(Point localization data)
-- Opening Marker --
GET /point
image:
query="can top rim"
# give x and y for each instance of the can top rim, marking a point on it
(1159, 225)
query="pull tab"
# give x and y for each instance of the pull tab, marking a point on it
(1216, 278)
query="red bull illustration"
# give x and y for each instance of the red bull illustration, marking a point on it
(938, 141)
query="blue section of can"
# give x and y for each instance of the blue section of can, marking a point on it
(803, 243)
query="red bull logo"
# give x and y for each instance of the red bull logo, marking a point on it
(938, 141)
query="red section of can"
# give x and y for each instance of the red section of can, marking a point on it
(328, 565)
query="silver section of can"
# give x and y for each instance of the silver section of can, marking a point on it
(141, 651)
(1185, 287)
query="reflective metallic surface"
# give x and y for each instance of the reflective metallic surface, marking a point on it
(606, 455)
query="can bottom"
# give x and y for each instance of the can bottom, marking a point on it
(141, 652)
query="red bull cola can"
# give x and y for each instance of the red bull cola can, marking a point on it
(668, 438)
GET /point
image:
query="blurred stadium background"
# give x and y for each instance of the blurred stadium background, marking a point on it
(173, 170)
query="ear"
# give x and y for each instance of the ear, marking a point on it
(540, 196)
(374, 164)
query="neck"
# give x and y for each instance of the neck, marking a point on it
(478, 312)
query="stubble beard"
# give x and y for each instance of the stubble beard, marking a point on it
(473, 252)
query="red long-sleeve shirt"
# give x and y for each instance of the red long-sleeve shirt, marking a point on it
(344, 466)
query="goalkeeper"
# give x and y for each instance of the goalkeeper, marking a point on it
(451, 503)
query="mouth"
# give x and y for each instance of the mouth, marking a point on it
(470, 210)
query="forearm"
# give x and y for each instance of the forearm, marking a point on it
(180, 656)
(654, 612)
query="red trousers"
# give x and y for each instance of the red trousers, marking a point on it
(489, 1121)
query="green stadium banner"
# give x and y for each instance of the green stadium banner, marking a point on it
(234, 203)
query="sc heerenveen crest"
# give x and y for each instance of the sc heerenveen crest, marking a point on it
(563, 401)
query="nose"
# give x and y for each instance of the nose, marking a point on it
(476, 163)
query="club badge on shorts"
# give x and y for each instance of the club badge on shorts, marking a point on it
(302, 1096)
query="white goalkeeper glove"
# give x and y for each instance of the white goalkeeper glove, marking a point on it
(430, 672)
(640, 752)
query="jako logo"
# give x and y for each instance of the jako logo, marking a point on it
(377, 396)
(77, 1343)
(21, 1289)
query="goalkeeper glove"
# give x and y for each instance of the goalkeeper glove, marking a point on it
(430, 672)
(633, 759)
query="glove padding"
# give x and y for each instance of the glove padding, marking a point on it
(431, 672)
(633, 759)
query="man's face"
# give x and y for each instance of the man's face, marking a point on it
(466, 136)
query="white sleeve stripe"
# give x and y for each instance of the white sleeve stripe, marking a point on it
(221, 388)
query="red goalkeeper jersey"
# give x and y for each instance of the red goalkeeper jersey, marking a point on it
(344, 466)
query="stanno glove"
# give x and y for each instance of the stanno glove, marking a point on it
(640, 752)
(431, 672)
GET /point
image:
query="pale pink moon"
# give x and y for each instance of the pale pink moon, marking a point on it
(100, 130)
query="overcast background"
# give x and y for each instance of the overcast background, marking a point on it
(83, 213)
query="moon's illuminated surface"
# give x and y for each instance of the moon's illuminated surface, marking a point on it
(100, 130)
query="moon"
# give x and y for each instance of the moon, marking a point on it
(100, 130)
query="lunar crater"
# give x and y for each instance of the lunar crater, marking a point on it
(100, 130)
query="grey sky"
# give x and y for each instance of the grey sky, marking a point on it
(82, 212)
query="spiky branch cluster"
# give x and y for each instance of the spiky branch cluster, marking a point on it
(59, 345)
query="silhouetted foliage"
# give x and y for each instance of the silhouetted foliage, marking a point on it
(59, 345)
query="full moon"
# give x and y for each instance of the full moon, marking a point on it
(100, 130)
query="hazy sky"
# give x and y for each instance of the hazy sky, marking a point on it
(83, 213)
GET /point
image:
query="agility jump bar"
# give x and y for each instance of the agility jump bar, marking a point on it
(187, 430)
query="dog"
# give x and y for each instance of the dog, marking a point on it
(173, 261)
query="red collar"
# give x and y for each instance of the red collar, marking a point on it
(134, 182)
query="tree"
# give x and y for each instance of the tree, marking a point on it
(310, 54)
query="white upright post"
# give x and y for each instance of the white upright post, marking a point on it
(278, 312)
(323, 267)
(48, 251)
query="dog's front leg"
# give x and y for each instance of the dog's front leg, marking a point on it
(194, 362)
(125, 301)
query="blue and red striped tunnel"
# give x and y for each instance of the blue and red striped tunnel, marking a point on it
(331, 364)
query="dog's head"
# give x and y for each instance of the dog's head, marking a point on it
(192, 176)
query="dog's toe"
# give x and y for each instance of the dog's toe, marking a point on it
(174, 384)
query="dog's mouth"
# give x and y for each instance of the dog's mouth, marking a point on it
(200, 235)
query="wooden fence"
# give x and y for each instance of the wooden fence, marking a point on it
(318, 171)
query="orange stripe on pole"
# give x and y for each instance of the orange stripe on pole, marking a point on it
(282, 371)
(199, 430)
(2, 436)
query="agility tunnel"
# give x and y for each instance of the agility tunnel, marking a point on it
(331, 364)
-- Closing Marker --
> **Work to be completed**: All the records above need to be printed exactly.

> **Solved problem**:
GET /point
image:
query="can top rim"
# give x and y for each instance of the can top rim, marking a point on it
(1159, 225)
query="pull tab"
# give x and y for each instance of the pull tab, marking a point on it
(1216, 278)
query="red bull illustration"
# give x and y for each instance of the red bull illustration, marking a point on it
(938, 141)
query="blue section of can"
# give x and y for each instance of the blue section of can, marking a point on it
(803, 243)
query="red bull logo"
# give x and y for each instance of the red bull logo, marking a point on it
(938, 141)
query="red section of can"
# give x and y for each instance of the red section of can, marking a point on it
(328, 565)
query="silver section of can"
# give x and y for each instance of the silver section of can, marking a point on it
(141, 651)
(1185, 287)
query="reflective metallic surface"
# give x and y for each instance of the reflective metallic surface, marking a point on it
(606, 455)
query="can bottom"
# give x and y for each instance of the can bottom, marking a point on it
(141, 652)
query="red bull cola can"
# give x and y for each instance of the red bull cola can, marking a point on it
(668, 438)
GET /point
image:
query="blurred stadium background"
# give x and y for each instance of the blurred stadium background, marking a point on it
(173, 170)
query="ear"
# give x and y for each instance of the ear, marking a point on it
(540, 196)
(374, 164)
query="neck"
# give x and y for each instance of the neck, marking a point on it
(478, 312)
query="stubble beard"
# give x and y for each instance of the stubble beard, marking a point on it
(473, 252)
query="red long-sleeve shirt"
# give x and y for each instance of the red long-sleeve shirt, marking a point on it
(344, 466)
query="goalkeeper"
# give x and y for each instance of the goalkeeper, marking a point on it
(451, 503)
query="mouth"
# give x and y for each instance of the mouth, marking a point on it
(470, 210)
query="forearm"
# give x and y for each instance of the forearm, marking a point on it
(180, 656)
(654, 612)
query="red trousers"
# give x and y for each instance of the red trousers, marking a point on it
(489, 1121)
query="green stadium banner"
# give x and y for each instance of the green stadium banner, marking a point on it
(234, 203)
query="sc heerenveen crest"
# give x and y for each instance of the sc heerenveen crest, marking a point on it
(563, 401)
query="nose"
# give x and y for each instance of the nose, marking a point on it
(476, 163)
query="club badge on shorts"
# give x and y for each instance of the club badge on shorts, marking a point on it
(302, 1096)
query="white goalkeeper glove"
# give x and y for each instance of the white goalkeeper glove, marking a point on it
(430, 672)
(640, 752)
query="jako logo"
# give x and y for each instance of the jako logo, marking a point on it
(377, 396)
(77, 1343)
(21, 1289)
query="goalkeeper glove"
# give x and y for each instance of the goalkeeper glove, marking a point on it
(430, 672)
(633, 759)
query="glove padding"
# give x and y for each instance of the glove padding, marking a point on it
(431, 672)
(633, 759)
query="man's face"
# give x and y for each instance of the man's face, marking a point on it
(466, 136)
query="white sleeve stripe"
# give x and y for each instance of the white sleeve stripe, marking a point on it
(221, 388)
query="red goalkeeper jersey"
# give x and y for each instance of the red goalkeeper jersey, marking a point on it
(344, 466)
query="stanno glove"
# give x and y for each instance of the stanno glove, marking a point on it
(640, 752)
(431, 672)
GET /point
image:
query="pale pink moon"
# give x and y for each instance of the pale pink moon, marking a point on it
(100, 130)
query="overcast background"
# give x and y for each instance of the overcast background, marking a point on it
(83, 213)
query="moon's illuminated surface"
# give x and y for each instance of the moon's illuminated surface, marking a point on it
(100, 130)
query="moon"
# give x and y for each instance of the moon, marking a point on it
(100, 130)
query="lunar crater"
# give x and y for each instance of the lunar crater, marking a point on it
(100, 130)
query="grey sky"
# give x and y for each instance of the grey sky, marking a point on it
(82, 212)
query="spiky branch cluster"
# give x and y for each instance of the spiky branch cluster, marking a point on it
(59, 345)
query="silhouetted foliage"
# give x and y for each instance of the silhouetted foliage, marking a point on it
(59, 345)
query="full moon"
# give x and y for each instance of the full moon, marking a point on it
(100, 130)
query="hazy sky"
# give x and y for each instance of the hazy sky, marking a point on it
(83, 213)
GET /point
image:
query="agility jump bar"
# give x and y for each instance of the agility jump bar, marking a point on it
(187, 430)
query="dog"
# give x and y for each instance of the dog, marking a point on it
(173, 261)
query="red collar"
# give x and y for each instance of the red collar, marking a point on it
(134, 182)
query="tree"
# give x and y for each instance of the tree, marking a point on it
(310, 54)
query="white upright post"
# give x and y for each instance of the white upright post, marking a point on it
(278, 312)
(323, 267)
(48, 251)
query="dog's front leg"
# give x and y for each instance of the dog's front leg, marking a point on it
(194, 362)
(125, 301)
query="blue and red striped tunnel"
# give x and y for each instance of the blue and red striped tunnel, marking a point on it
(331, 364)
query="dog's head"
# give x and y for each instance of the dog's head, marking a point on it
(192, 176)
query="dog's toe"
# give x and y for each instance of the dog's toe, marking a point on it
(174, 384)
query="dog's mouth"
# give x and y for each instance of the dog's mouth, marking a point on it
(200, 235)
query="wooden fence"
# give x and y for each instance of the wooden fence, marking a point on it
(318, 171)
query="orange stripe on pole"
# give x and y for each instance of the orange stripe on pole, marking a point on it
(282, 371)
(199, 430)
(2, 436)
query="agility tunnel"
# give x and y for each instance of the agility tunnel, marking a point on it
(331, 364)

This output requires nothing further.